Below are the records; copy exactly the stretch from the line containing "Task: Could you identify the crenellated" through the line containing "Task: Could you identify the stone parapet", both ends included, and nothing else.

─── Material supplied

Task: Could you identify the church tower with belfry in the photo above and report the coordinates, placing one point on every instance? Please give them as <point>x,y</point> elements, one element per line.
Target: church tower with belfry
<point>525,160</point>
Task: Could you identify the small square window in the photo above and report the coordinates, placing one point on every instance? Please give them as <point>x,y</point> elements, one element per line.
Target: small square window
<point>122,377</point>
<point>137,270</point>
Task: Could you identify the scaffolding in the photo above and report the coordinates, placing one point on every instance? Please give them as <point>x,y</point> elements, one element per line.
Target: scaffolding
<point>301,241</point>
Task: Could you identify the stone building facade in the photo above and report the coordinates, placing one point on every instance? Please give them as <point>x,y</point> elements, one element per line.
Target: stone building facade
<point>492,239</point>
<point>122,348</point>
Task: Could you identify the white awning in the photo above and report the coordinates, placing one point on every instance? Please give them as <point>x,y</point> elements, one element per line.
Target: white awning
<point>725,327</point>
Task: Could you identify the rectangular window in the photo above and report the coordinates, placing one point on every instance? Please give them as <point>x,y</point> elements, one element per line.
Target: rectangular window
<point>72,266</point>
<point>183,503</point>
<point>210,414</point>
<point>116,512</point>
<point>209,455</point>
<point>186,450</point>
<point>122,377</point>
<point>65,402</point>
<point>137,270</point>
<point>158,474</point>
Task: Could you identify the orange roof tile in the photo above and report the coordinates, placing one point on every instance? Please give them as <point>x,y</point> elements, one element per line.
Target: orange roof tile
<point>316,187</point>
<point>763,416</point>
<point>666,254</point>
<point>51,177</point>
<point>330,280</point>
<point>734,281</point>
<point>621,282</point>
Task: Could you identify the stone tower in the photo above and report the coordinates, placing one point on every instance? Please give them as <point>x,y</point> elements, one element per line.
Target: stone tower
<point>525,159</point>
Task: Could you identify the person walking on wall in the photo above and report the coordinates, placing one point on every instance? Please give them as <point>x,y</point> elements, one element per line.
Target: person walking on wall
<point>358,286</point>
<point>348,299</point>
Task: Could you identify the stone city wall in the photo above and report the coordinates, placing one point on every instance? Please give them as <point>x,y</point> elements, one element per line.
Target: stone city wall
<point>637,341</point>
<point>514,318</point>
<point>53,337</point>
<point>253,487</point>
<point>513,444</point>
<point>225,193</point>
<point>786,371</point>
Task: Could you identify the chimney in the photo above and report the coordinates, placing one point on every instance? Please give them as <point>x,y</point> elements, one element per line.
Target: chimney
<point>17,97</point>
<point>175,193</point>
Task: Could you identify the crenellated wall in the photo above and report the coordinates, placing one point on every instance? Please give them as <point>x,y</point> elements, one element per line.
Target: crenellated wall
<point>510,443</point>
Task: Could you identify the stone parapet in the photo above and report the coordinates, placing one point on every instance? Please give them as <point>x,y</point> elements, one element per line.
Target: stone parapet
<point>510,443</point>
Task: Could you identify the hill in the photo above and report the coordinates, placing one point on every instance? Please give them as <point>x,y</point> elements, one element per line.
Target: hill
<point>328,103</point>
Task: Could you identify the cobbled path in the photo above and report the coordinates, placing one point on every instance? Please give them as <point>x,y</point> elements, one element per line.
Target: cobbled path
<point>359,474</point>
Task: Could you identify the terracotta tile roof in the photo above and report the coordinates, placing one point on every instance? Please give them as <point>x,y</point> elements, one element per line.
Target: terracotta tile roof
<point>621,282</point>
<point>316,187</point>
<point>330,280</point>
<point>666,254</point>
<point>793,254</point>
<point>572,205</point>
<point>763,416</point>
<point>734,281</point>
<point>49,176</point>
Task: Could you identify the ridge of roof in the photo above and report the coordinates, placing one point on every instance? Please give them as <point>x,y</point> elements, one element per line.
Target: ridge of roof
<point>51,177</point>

──────

*Your solution:*
Task: Could you identify the crenellated wall in the photo above and report the coordinates, placing one point on every instance? Please give them as <point>x,y</point> elements, one element per line.
Target: crenellated wall
<point>510,443</point>
Task: Could you identify the stone parapet in the photo above and report the coordinates, placing one point on every instance? Please give them as <point>x,y</point> elements, one element per line.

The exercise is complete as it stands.